* **Exercise prompt**
Every record must be output verbatim in the reply.

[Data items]
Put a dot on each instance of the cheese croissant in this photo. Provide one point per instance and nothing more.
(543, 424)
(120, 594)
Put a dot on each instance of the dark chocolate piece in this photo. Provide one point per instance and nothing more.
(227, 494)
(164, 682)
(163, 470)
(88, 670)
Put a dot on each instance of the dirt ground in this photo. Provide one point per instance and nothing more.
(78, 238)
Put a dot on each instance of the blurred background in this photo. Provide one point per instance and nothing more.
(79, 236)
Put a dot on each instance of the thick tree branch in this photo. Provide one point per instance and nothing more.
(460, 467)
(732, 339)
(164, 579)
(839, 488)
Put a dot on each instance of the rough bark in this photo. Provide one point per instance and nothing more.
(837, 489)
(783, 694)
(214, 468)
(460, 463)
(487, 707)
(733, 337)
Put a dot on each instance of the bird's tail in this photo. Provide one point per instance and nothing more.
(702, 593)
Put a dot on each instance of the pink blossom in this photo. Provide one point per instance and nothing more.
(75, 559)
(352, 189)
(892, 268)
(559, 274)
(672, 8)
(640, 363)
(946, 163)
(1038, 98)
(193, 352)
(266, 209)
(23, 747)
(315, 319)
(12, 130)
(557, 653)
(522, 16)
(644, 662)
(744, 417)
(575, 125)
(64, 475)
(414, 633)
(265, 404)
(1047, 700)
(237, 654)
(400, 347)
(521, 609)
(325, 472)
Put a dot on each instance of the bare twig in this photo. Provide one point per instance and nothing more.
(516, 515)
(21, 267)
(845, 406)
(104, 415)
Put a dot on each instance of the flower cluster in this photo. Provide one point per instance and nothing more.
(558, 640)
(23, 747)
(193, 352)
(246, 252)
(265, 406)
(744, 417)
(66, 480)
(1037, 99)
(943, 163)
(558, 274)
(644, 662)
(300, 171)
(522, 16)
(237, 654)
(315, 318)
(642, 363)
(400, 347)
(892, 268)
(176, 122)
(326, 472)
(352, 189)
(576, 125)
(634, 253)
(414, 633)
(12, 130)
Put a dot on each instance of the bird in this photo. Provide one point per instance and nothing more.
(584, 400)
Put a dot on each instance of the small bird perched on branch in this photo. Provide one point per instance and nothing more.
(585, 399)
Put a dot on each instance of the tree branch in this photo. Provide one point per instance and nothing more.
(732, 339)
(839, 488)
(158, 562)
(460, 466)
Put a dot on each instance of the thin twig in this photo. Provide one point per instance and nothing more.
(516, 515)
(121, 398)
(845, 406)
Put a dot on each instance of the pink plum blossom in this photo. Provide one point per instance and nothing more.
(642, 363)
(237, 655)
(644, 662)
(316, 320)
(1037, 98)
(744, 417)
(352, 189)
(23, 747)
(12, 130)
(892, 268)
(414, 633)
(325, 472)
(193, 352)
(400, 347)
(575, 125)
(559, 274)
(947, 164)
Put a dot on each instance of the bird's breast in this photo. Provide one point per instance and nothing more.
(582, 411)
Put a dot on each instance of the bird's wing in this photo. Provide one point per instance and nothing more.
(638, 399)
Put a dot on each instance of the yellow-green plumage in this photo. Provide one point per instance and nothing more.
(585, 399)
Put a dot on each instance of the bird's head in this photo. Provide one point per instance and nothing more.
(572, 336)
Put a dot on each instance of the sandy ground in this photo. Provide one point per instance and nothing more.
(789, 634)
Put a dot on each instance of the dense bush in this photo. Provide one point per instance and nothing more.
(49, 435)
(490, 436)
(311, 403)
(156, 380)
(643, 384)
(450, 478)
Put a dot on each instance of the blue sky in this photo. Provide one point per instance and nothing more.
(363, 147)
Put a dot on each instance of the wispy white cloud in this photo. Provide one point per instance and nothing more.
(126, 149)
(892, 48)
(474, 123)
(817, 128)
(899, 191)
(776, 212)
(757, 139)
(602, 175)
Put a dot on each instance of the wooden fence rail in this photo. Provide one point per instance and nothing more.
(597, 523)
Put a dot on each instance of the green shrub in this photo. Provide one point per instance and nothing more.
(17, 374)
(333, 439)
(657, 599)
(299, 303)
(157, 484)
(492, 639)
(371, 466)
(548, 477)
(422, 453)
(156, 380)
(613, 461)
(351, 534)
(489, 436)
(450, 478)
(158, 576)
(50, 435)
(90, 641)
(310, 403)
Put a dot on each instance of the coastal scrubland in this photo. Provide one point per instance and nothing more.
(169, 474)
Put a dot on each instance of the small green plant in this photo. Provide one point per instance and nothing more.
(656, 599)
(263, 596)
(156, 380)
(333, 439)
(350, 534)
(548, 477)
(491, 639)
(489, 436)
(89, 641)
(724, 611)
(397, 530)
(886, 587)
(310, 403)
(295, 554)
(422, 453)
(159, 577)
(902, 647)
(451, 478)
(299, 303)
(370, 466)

* **Answer below**
Put a dot on each instance of the cheese croissant in this photo. Provide one point per instance and nothing more.
(543, 424)
(120, 594)
Put a dot on each instance of the dark chocolate piece in this photo. Provide one point per instance and nothing more.
(227, 494)
(164, 682)
(163, 470)
(88, 670)
Put a dot on each instance of the dirt ground in this photo. Provide one point per instance and nothing more.
(78, 238)
Put a dot on each instance of the blurred background in this photo. Provide one point per instance and nothing more.
(79, 236)
Put a dot on each instance of the thick tree branch in this photo. Provide one point per instance and nothing more.
(460, 467)
(732, 339)
(164, 579)
(839, 488)
Put a dot on each instance of the rough bark in this photo. Provide one point per instance and nothing more.
(837, 489)
(783, 694)
(214, 468)
(460, 463)
(487, 707)
(733, 337)
Put a dot on each instance of the bird's tail in this photo. Provide one point per instance and nothing more.
(702, 593)
Put a dot on each instance of the pink blossom in this photo. Provide one point per instance and nothing more.
(75, 559)
(352, 189)
(892, 268)
(559, 274)
(672, 8)
(640, 363)
(946, 163)
(1038, 98)
(193, 352)
(266, 209)
(23, 747)
(315, 319)
(12, 130)
(557, 653)
(522, 16)
(644, 662)
(744, 417)
(575, 125)
(64, 475)
(414, 633)
(265, 404)
(1047, 700)
(237, 654)
(400, 347)
(521, 609)
(325, 472)
Put a dot on each instance of the bare twig in this photo. Provide one point per instance and nothing more.
(516, 515)
(21, 267)
(845, 406)
(104, 415)
Put a dot on each instance of the flower cluster in this photo. Provide one point per instance and nothing more.
(558, 640)
(23, 747)
(193, 352)
(246, 252)
(265, 406)
(744, 417)
(66, 480)
(1037, 99)
(943, 163)
(558, 274)
(644, 662)
(300, 171)
(522, 16)
(237, 654)
(315, 318)
(642, 363)
(400, 347)
(892, 268)
(176, 122)
(326, 472)
(352, 189)
(576, 125)
(634, 253)
(414, 633)
(12, 130)
Put a dot on each instance of the bird in this photo. Provide one point per instance and nothing more.
(584, 400)
Put a dot on each instance of the small bird perched on branch in this photo. Provide one point per instance and nothing more.
(585, 399)
Put a dot on each instance of the tree branch in this photo. Provide one point per instance and nothing more.
(732, 339)
(839, 488)
(158, 562)
(460, 466)
Put a dot on each instance of the thin twig in this photo. Provide one point per instance and nothing more.
(516, 515)
(121, 398)
(845, 406)
Put a dot on each instance of the pink plum blossom in this photo. Provide one point per instance and nothing more.
(642, 363)
(237, 655)
(644, 662)
(316, 320)
(1037, 98)
(744, 417)
(352, 189)
(23, 747)
(12, 130)
(892, 268)
(414, 633)
(325, 472)
(193, 352)
(400, 347)
(575, 125)
(559, 274)
(947, 164)
Put a dot on each instance of the bird's breast in this photo. Provide one point per instance and nothing more.
(582, 411)
Put a dot on each instance of the bird's wing in this photo. Provide one point per instance and nothing more.
(638, 399)
Put a dot on each instance of the yellow-green plumage in this photo. Provide one point per instance and nothing more.
(585, 399)
Put a dot on each instance of the bird's head in this photo. Provide one point per instance and nothing more.
(572, 336)
Put a dot on each instance of the sandy ground in this photo. Provide one point per instance and nothing more.
(789, 634)
Put a dot on each instance of the dense bush in this photo. Provide one point per instance and nothing more.
(49, 435)
(490, 436)
(311, 403)
(156, 380)
(643, 384)
(450, 478)
Put a dot on each instance of the blue sky in this photo. Provide one point per instance and nothing more.
(363, 147)
Put a dot on each instance of the wispy white cloud in this photo. Provide one point per instance and nothing more.
(126, 149)
(892, 48)
(474, 123)
(817, 128)
(899, 191)
(776, 212)
(757, 139)
(602, 175)
Put a dot on each instance of the wooden fence rail in this photo. Provide one point per instance and nothing more.
(597, 523)
Put a dot on each instance of the green shrub in this photo. Provide one point per instance and nothing more.
(17, 374)
(333, 439)
(657, 599)
(299, 303)
(157, 484)
(492, 639)
(371, 466)
(548, 477)
(422, 453)
(156, 380)
(613, 461)
(351, 534)
(489, 436)
(450, 478)
(158, 576)
(50, 435)
(90, 641)
(310, 403)
Put a dot on each instance of the coastal scrubland in this photo. Provide one point per instance and nothing more.
(169, 474)
Put a dot on each instance of the small green plant in this photo. Provide one point per instance and nothing more.
(656, 599)
(263, 596)
(156, 380)
(333, 439)
(350, 534)
(548, 477)
(491, 639)
(489, 436)
(89, 641)
(724, 611)
(397, 530)
(886, 587)
(310, 403)
(295, 554)
(422, 453)
(159, 577)
(902, 647)
(451, 478)
(299, 303)
(370, 466)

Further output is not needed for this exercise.